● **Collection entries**
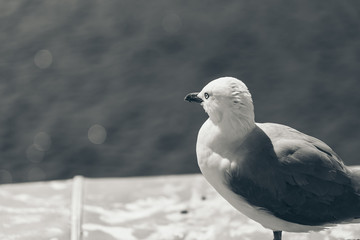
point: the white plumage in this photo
(275, 175)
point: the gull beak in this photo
(192, 97)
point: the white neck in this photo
(235, 126)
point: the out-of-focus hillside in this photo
(96, 87)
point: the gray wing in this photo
(301, 179)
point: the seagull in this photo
(280, 177)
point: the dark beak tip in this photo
(192, 97)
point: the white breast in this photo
(214, 167)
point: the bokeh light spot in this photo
(171, 23)
(33, 154)
(5, 176)
(97, 134)
(36, 174)
(42, 141)
(43, 59)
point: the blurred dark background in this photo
(96, 87)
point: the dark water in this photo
(125, 66)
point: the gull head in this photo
(225, 97)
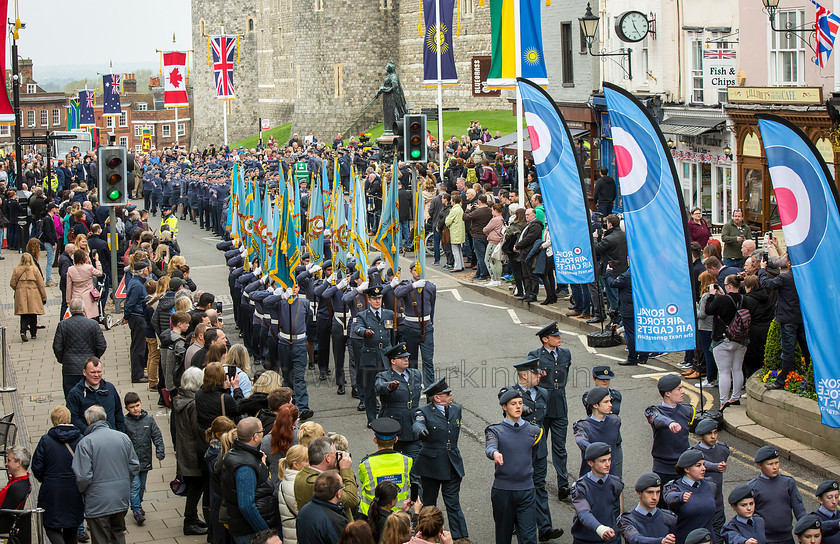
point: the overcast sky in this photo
(66, 32)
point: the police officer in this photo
(535, 400)
(417, 328)
(373, 326)
(554, 363)
(385, 464)
(399, 390)
(512, 445)
(439, 465)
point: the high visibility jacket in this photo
(384, 465)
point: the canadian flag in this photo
(175, 79)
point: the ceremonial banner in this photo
(224, 56)
(808, 209)
(86, 116)
(111, 87)
(654, 219)
(175, 79)
(447, 56)
(567, 215)
(503, 48)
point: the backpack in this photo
(739, 329)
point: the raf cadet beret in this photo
(698, 536)
(596, 395)
(740, 493)
(646, 480)
(826, 486)
(507, 395)
(689, 458)
(766, 453)
(810, 521)
(668, 382)
(596, 450)
(705, 426)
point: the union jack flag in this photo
(719, 54)
(827, 25)
(224, 54)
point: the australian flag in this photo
(111, 96)
(827, 25)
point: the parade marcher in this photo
(647, 524)
(399, 390)
(715, 454)
(595, 497)
(512, 446)
(417, 327)
(535, 400)
(691, 497)
(374, 327)
(670, 421)
(600, 426)
(554, 363)
(776, 496)
(385, 464)
(745, 527)
(439, 465)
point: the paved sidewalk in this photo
(38, 378)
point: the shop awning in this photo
(690, 126)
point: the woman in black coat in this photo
(63, 505)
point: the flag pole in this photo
(520, 148)
(438, 38)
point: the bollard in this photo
(4, 354)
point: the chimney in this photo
(129, 84)
(25, 69)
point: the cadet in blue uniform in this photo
(535, 400)
(417, 328)
(399, 390)
(647, 524)
(715, 454)
(373, 326)
(827, 496)
(439, 464)
(512, 445)
(691, 497)
(776, 496)
(600, 426)
(595, 497)
(745, 527)
(670, 421)
(554, 363)
(601, 377)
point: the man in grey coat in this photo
(104, 465)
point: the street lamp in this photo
(589, 29)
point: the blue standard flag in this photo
(808, 210)
(567, 216)
(654, 219)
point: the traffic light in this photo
(414, 139)
(112, 163)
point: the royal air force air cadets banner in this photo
(557, 167)
(447, 57)
(655, 223)
(808, 209)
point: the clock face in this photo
(632, 26)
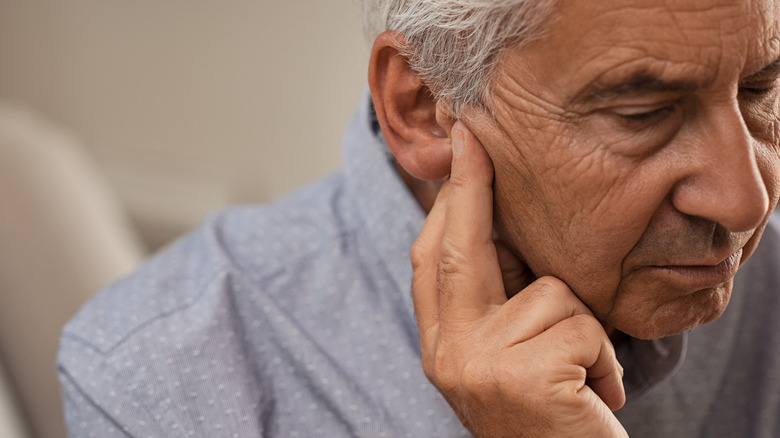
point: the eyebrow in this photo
(771, 69)
(639, 83)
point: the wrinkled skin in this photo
(643, 198)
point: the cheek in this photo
(575, 216)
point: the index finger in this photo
(469, 274)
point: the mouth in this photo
(704, 276)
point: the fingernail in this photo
(457, 142)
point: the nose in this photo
(723, 182)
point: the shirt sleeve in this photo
(84, 418)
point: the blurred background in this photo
(122, 123)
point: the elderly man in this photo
(594, 175)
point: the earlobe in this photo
(415, 127)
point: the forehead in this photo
(709, 40)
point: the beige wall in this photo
(190, 104)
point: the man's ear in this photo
(415, 126)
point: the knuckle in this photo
(549, 285)
(419, 254)
(582, 328)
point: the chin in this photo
(660, 320)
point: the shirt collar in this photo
(391, 216)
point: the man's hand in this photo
(536, 364)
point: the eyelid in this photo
(629, 111)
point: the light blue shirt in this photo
(295, 320)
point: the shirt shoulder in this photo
(255, 243)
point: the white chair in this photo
(63, 236)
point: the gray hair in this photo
(455, 45)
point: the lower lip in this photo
(703, 277)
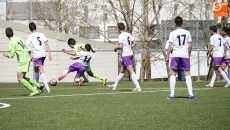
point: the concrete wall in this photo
(102, 63)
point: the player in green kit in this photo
(19, 48)
(81, 47)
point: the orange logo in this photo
(220, 9)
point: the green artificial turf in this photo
(96, 107)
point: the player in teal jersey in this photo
(81, 47)
(19, 48)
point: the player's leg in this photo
(118, 79)
(174, 65)
(71, 68)
(39, 62)
(80, 71)
(218, 63)
(96, 76)
(22, 69)
(185, 62)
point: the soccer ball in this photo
(53, 82)
(78, 81)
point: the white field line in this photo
(92, 94)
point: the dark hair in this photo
(226, 29)
(32, 26)
(178, 21)
(71, 41)
(121, 26)
(213, 28)
(9, 32)
(89, 48)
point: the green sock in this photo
(31, 81)
(97, 76)
(85, 79)
(27, 85)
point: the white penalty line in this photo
(92, 94)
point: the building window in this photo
(112, 32)
(89, 32)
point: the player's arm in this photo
(119, 47)
(69, 53)
(133, 44)
(48, 49)
(11, 53)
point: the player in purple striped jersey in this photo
(126, 43)
(181, 42)
(226, 60)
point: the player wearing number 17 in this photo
(181, 42)
(81, 64)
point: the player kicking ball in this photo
(39, 44)
(18, 47)
(83, 59)
(126, 43)
(181, 42)
(81, 47)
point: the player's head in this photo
(213, 29)
(71, 42)
(178, 21)
(225, 31)
(121, 26)
(9, 32)
(32, 26)
(88, 48)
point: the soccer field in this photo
(96, 107)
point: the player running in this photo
(19, 48)
(39, 44)
(181, 42)
(219, 51)
(126, 43)
(80, 66)
(81, 47)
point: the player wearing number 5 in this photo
(218, 51)
(19, 48)
(126, 43)
(181, 42)
(83, 61)
(39, 44)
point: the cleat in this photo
(226, 85)
(104, 81)
(112, 87)
(61, 77)
(192, 97)
(170, 97)
(209, 85)
(80, 82)
(136, 90)
(35, 93)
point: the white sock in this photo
(36, 75)
(65, 72)
(225, 77)
(119, 77)
(135, 81)
(189, 84)
(44, 80)
(213, 78)
(172, 85)
(229, 73)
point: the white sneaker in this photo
(209, 85)
(226, 85)
(112, 87)
(136, 90)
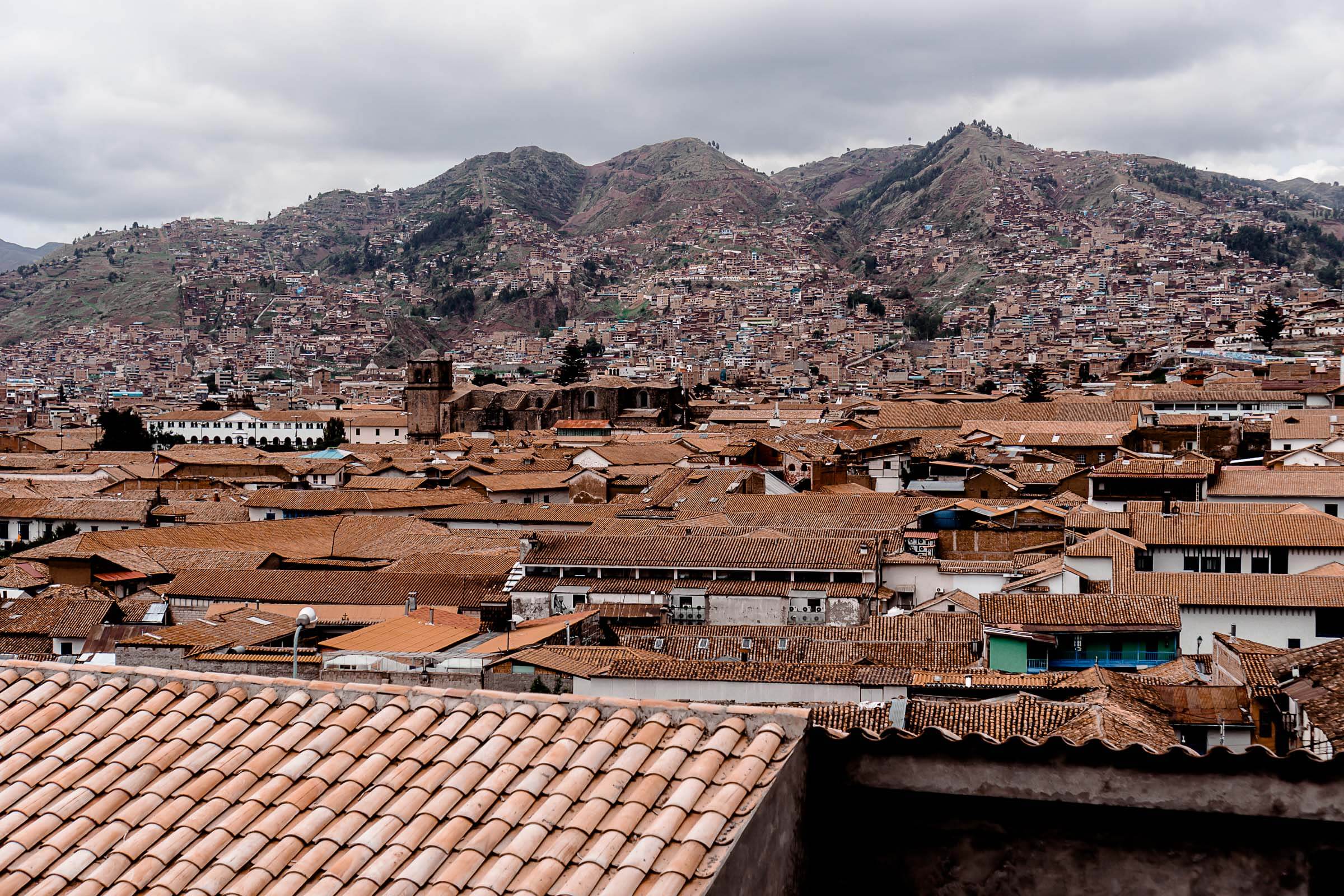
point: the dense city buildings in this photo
(471, 539)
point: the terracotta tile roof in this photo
(1249, 664)
(1022, 715)
(704, 553)
(1105, 543)
(491, 512)
(1188, 468)
(1287, 483)
(979, 678)
(578, 661)
(1080, 610)
(1186, 669)
(959, 597)
(847, 716)
(711, 586)
(535, 632)
(245, 628)
(321, 536)
(357, 500)
(179, 559)
(1240, 589)
(902, 655)
(525, 481)
(925, 627)
(1319, 684)
(335, 586)
(62, 510)
(242, 785)
(58, 617)
(487, 562)
(1262, 530)
(410, 633)
(764, 672)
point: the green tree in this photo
(573, 366)
(1035, 386)
(334, 433)
(1269, 324)
(123, 432)
(924, 323)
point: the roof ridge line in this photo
(791, 719)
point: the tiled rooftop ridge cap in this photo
(792, 720)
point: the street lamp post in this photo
(307, 617)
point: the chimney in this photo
(897, 713)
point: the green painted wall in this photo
(1007, 655)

● **The problem**
Rewrite the data from the line with "point: the player wearing number 5" through the end, putting "pale" wherever "white" appears and keeping everything else the same. Leave the pictures out of your answer.

● **Exercise response**
point: the player wearing number 5 in this photo
(218, 51)
(19, 48)
(126, 43)
(181, 42)
(83, 61)
(39, 44)
point: the cleat in this photo
(226, 85)
(104, 81)
(112, 87)
(61, 77)
(192, 97)
(170, 97)
(209, 85)
(80, 82)
(136, 90)
(35, 93)
point: the pale sock in this photo
(36, 75)
(65, 72)
(225, 77)
(119, 77)
(135, 81)
(189, 84)
(44, 80)
(213, 78)
(172, 85)
(229, 73)
point: the pale sneaker in this photo
(209, 85)
(226, 85)
(112, 87)
(136, 90)
point: the dense city buildings in this photo
(471, 539)
point: the terracotta tile roof in this photo
(1249, 664)
(1022, 715)
(704, 553)
(1105, 543)
(491, 512)
(1188, 468)
(1287, 483)
(979, 678)
(578, 661)
(1080, 610)
(1186, 669)
(959, 597)
(847, 716)
(711, 586)
(535, 632)
(245, 628)
(321, 536)
(357, 500)
(179, 559)
(1240, 589)
(902, 655)
(525, 481)
(925, 627)
(1319, 684)
(335, 586)
(62, 510)
(242, 785)
(58, 617)
(487, 562)
(1262, 530)
(410, 633)
(764, 672)
point: the green tree in this photo
(573, 366)
(1035, 386)
(334, 433)
(1269, 324)
(123, 432)
(924, 323)
point: the roof ridge line in this photo
(791, 719)
point: the tiled rooftop ridge cap in this photo
(792, 720)
point: the street lamp post in this photo
(307, 617)
point: the chimney in this photo
(897, 713)
point: the green painted wall in this photo
(1007, 655)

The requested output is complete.